_Selected text_.
^^^^^^^^^^^^^^^^

Thought Catalog

36 Reasons Why I No Longer Know Somebody That I Used To Know

  • 0

1. They are not on TV.

2. They moved all the way to Brooklyn and not even right off the F subway line. Well okay, it is off the F line, but the F train isn’t running back into Manhattan on weekends right now. I’m not spending the rest of my day finding another train to take home; we weren’t married.

3. Head transplant.

4. I didn’t go to their eco-friendly scavenger hunt costume-required vampire-themed farm-to-table destination wedding. Well, I did, but I didn’t buy them something from the registry.

5. They changed the name of their band too many times.

6. We saw each other on the sidewalk and I started to wave, but then it looked like they weren’t going to wave so then I stopped.

7. They are an artisan and they used the word “artisan” to describe themselves in front of me.

8. When we were roommates I heard everything. And so did they.

9. We took a really long car trip together once, and the cassette deck kept spitting out the plastic tape part of my CD/iPod adapter. It felt like their car was rejecting me. Also, their radio antenna was broken, so we have literally met our lifetime conversation word limit and can never speak again.

^^^^^^^^^^^^^^^^

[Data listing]
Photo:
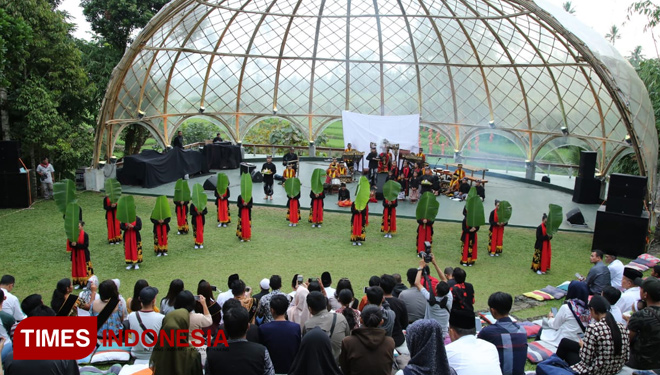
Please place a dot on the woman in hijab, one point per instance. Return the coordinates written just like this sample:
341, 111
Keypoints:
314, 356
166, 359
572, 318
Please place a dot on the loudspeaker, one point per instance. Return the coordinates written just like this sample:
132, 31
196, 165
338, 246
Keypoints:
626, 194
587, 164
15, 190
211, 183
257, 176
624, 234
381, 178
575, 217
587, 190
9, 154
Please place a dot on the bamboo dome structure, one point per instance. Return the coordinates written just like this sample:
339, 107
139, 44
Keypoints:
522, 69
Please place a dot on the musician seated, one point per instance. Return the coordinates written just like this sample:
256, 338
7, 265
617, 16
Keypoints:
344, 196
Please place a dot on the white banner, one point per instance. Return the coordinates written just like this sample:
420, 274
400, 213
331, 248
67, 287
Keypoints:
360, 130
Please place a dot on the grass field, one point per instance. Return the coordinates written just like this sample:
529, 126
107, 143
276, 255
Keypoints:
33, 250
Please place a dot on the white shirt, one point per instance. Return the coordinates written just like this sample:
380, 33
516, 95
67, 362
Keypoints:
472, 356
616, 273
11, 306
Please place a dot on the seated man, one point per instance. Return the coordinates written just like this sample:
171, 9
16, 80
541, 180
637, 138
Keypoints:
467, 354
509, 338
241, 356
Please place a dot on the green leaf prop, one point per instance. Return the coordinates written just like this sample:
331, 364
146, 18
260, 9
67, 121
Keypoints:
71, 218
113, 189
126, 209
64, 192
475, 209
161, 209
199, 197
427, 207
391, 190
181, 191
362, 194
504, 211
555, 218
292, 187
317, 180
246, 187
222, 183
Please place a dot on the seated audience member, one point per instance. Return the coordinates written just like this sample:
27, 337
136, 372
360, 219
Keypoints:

^^^^^^^^^^^^^^^^

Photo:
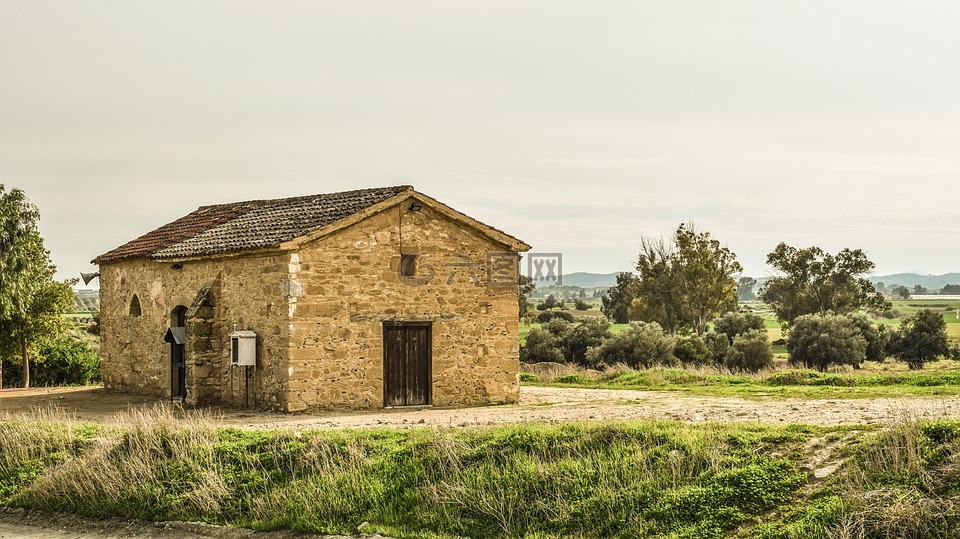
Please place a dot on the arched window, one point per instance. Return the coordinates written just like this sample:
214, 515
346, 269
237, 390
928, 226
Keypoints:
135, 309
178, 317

^^^^^^^^^^^^^^^^

_Required task A_.
Reproduce the passage of the list about no longer knowing someone, starting at "4. I didn’t" and ending at "too many times.".
_Required task B_.
Answer these questions from the list about no longer knowing someone:
(i) Which subway line is the person's Brooklyn home off of?
(ii) What did the writer not buy for the wedding?
(iii) What part of the car's radio was broken?

_Exercise response A_.
4. I didn’t go to their eco-friendly scavenger hunt costume-required vampire-themed farm-to-table destination wedding. Well, I did, but I didn’t buy them something from the registry.

5. They changed the name of their band too many times.

_Exercise response B_.
(i) The F line.
(ii) Something from the registry.
(iii) The antenna.